SET EXERCISE: Give the lines of the entries below as a JSON list of strings, one string per line and blank lines left out, starting with the line that contains "Expected: one point per instance of the red running" and continuing through the end of the entries.

══════

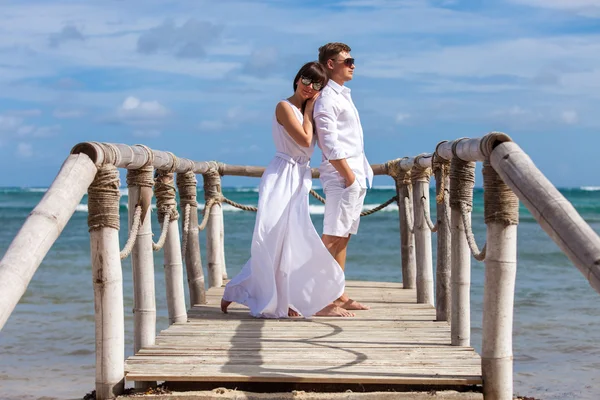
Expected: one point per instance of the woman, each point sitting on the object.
(290, 272)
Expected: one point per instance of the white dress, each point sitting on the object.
(289, 265)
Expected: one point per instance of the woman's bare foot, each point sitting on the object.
(334, 311)
(292, 313)
(224, 305)
(347, 303)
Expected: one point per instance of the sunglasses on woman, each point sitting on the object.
(308, 82)
(347, 61)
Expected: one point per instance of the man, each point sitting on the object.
(345, 171)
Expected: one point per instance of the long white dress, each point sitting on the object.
(289, 265)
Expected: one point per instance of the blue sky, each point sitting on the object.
(201, 78)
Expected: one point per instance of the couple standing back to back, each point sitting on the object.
(292, 272)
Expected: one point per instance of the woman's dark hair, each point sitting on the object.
(314, 71)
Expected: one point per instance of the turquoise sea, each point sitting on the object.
(47, 345)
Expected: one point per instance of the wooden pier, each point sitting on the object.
(397, 342)
(416, 335)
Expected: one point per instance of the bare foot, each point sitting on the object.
(292, 313)
(224, 305)
(334, 311)
(347, 303)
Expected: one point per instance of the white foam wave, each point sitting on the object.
(318, 209)
(243, 190)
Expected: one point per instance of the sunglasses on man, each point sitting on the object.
(308, 82)
(347, 61)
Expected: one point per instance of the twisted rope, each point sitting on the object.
(187, 184)
(462, 181)
(426, 212)
(207, 207)
(135, 226)
(186, 229)
(500, 203)
(379, 207)
(103, 199)
(166, 204)
(238, 205)
(408, 215)
(317, 196)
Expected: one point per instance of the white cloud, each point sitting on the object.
(569, 117)
(149, 133)
(402, 117)
(186, 41)
(66, 34)
(24, 150)
(67, 114)
(588, 8)
(134, 109)
(25, 113)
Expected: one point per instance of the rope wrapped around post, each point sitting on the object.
(190, 246)
(420, 178)
(143, 178)
(166, 205)
(103, 222)
(441, 171)
(407, 244)
(461, 198)
(501, 216)
(215, 236)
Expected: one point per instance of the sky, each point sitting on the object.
(201, 78)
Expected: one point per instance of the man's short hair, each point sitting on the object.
(331, 50)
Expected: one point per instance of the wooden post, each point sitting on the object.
(140, 184)
(555, 214)
(166, 204)
(187, 184)
(103, 220)
(401, 177)
(422, 233)
(460, 188)
(443, 262)
(215, 249)
(41, 229)
(501, 217)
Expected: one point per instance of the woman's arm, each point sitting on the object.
(301, 133)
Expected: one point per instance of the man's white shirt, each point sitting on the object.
(340, 135)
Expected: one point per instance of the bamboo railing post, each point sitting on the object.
(422, 233)
(215, 246)
(41, 229)
(140, 182)
(166, 204)
(407, 241)
(187, 184)
(441, 169)
(103, 221)
(462, 180)
(501, 217)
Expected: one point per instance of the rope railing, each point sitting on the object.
(509, 175)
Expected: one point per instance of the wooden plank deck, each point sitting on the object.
(397, 342)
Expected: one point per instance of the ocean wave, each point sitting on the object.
(314, 209)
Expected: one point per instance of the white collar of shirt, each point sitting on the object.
(337, 87)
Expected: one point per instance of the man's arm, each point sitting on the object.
(325, 122)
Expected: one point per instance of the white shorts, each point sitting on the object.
(342, 209)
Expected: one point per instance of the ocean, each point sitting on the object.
(47, 345)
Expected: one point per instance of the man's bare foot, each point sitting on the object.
(334, 311)
(224, 305)
(292, 313)
(347, 303)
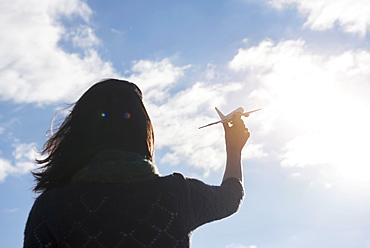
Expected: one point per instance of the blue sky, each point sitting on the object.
(306, 63)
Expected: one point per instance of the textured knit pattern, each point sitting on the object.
(158, 213)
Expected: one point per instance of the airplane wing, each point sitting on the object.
(246, 114)
(210, 124)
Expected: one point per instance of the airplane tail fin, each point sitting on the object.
(222, 116)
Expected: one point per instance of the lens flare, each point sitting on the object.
(127, 115)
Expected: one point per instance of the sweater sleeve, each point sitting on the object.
(202, 203)
(37, 233)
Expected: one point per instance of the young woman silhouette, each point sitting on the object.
(100, 187)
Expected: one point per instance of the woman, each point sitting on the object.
(100, 187)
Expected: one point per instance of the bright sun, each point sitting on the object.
(330, 125)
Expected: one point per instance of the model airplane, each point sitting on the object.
(230, 116)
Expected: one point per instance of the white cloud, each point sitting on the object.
(34, 67)
(314, 105)
(351, 15)
(23, 161)
(177, 116)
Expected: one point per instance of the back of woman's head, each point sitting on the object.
(110, 114)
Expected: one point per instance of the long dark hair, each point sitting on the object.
(109, 114)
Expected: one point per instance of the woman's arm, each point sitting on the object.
(236, 136)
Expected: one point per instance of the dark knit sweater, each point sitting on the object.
(161, 212)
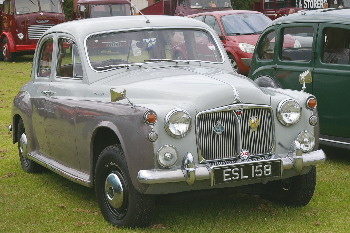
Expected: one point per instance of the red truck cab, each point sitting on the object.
(23, 22)
(101, 8)
(186, 7)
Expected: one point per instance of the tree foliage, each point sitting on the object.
(243, 4)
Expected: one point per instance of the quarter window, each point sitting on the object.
(213, 23)
(45, 59)
(297, 44)
(266, 47)
(336, 46)
(68, 62)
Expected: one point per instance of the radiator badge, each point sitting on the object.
(244, 155)
(254, 123)
(218, 128)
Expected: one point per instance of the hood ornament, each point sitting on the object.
(218, 128)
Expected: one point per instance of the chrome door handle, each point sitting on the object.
(48, 93)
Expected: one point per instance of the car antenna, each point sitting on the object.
(147, 19)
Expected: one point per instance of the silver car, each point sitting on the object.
(137, 106)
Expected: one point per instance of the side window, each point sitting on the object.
(266, 47)
(45, 59)
(336, 46)
(200, 18)
(213, 23)
(297, 44)
(68, 62)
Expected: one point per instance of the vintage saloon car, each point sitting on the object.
(108, 107)
(324, 51)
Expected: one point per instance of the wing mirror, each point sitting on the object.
(118, 94)
(304, 78)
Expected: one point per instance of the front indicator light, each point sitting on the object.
(288, 112)
(306, 140)
(311, 103)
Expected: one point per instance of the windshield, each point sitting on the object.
(109, 10)
(210, 4)
(110, 50)
(244, 24)
(32, 6)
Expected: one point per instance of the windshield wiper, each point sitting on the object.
(101, 68)
(171, 60)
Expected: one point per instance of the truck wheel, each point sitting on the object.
(27, 164)
(295, 191)
(5, 51)
(120, 203)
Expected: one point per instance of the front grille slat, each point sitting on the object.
(36, 31)
(237, 133)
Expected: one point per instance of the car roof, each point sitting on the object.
(330, 15)
(227, 12)
(102, 1)
(84, 27)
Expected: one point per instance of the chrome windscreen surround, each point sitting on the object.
(221, 133)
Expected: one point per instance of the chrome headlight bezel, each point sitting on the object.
(247, 48)
(172, 124)
(306, 140)
(285, 109)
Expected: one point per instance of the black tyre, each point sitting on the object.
(27, 164)
(120, 203)
(295, 191)
(5, 51)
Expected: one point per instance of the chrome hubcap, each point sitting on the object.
(114, 190)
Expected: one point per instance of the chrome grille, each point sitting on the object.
(259, 141)
(237, 133)
(36, 31)
(216, 146)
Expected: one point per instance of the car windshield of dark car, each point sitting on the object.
(26, 6)
(244, 24)
(119, 49)
(32, 6)
(210, 4)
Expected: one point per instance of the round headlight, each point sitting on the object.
(177, 123)
(288, 112)
(306, 140)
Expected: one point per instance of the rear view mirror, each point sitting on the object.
(304, 78)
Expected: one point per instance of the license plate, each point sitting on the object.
(247, 171)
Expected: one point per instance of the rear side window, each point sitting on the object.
(45, 59)
(336, 46)
(266, 47)
(297, 44)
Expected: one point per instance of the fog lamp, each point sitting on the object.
(167, 156)
(306, 140)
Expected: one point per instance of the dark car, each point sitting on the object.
(239, 31)
(321, 48)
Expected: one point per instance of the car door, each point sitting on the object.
(40, 93)
(331, 79)
(61, 106)
(284, 52)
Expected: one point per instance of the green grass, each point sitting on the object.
(46, 202)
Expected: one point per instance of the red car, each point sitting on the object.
(238, 30)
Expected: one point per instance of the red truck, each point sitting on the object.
(277, 8)
(186, 7)
(100, 8)
(22, 22)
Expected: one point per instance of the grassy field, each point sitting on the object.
(46, 202)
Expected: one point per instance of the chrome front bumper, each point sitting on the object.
(189, 173)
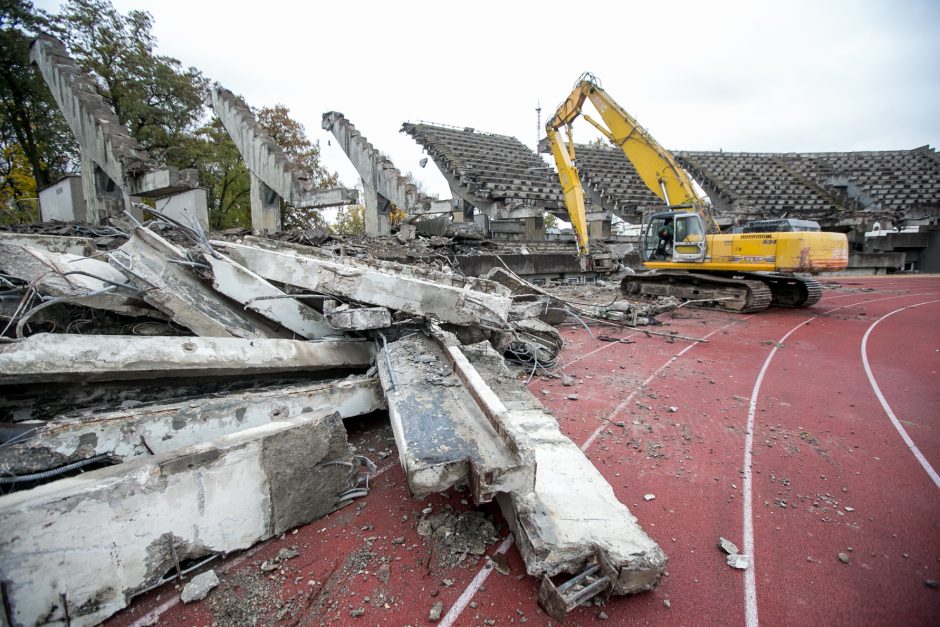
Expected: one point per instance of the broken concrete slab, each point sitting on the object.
(244, 286)
(554, 532)
(444, 437)
(65, 357)
(345, 318)
(396, 286)
(73, 278)
(161, 428)
(91, 541)
(160, 270)
(62, 244)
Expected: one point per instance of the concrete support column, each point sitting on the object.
(533, 229)
(376, 218)
(103, 198)
(483, 222)
(265, 207)
(599, 229)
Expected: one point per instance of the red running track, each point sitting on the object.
(829, 473)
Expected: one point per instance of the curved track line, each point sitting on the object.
(474, 586)
(750, 575)
(884, 403)
(609, 417)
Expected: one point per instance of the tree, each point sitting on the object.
(291, 136)
(29, 118)
(351, 220)
(152, 95)
(223, 173)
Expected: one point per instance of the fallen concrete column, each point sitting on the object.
(62, 244)
(386, 284)
(157, 429)
(107, 149)
(444, 437)
(159, 269)
(75, 550)
(244, 286)
(73, 278)
(67, 357)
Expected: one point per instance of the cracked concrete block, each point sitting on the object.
(444, 438)
(395, 286)
(162, 272)
(363, 319)
(245, 287)
(161, 428)
(556, 533)
(99, 537)
(66, 357)
(73, 277)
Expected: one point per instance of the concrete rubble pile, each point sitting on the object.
(147, 380)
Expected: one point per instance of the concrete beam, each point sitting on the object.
(162, 428)
(58, 275)
(160, 270)
(92, 541)
(62, 244)
(110, 156)
(336, 197)
(382, 182)
(245, 287)
(385, 284)
(444, 438)
(555, 532)
(58, 357)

══════

SOLUTION TO THE PROBLEM:
[
  "Expected: one point per instance of the red running track, each point sitting on the object.",
  "(829, 473)",
  "Expected: one point per instance of the curved track line, each point sitting on the object.",
  "(474, 586)",
  "(750, 575)",
  "(884, 403)",
  "(609, 417)",
  "Expected: one point per instance of the tree, each point sitting on the object.",
  "(291, 136)",
  "(29, 118)",
  "(351, 220)",
  "(152, 95)",
  "(223, 173)",
  "Expected: one point per instance of the fallen concrete column, each point sitting on the object.",
  "(62, 244)",
  "(386, 284)",
  "(157, 429)",
  "(107, 149)",
  "(444, 437)",
  "(159, 269)",
  "(75, 550)",
  "(244, 286)",
  "(73, 278)",
  "(67, 357)",
  "Expected: one point per instance of the cracked concrete block, each point sitting on the object.",
  "(444, 438)",
  "(395, 286)",
  "(162, 272)",
  "(363, 319)",
  "(245, 287)",
  "(161, 428)",
  "(556, 533)",
  "(99, 537)",
  "(66, 357)",
  "(73, 277)",
  "Expected: one point per instance of the concrete rubble pile, each point sitting on the object.",
  "(147, 380)",
  "Expected: one point per instance of the concrete beam, each point sitting on the object.",
  "(162, 428)",
  "(58, 275)",
  "(160, 270)",
  "(92, 541)",
  "(62, 244)",
  "(110, 156)",
  "(336, 197)",
  "(382, 182)",
  "(245, 287)",
  "(385, 284)",
  "(444, 438)",
  "(555, 532)",
  "(58, 357)"
]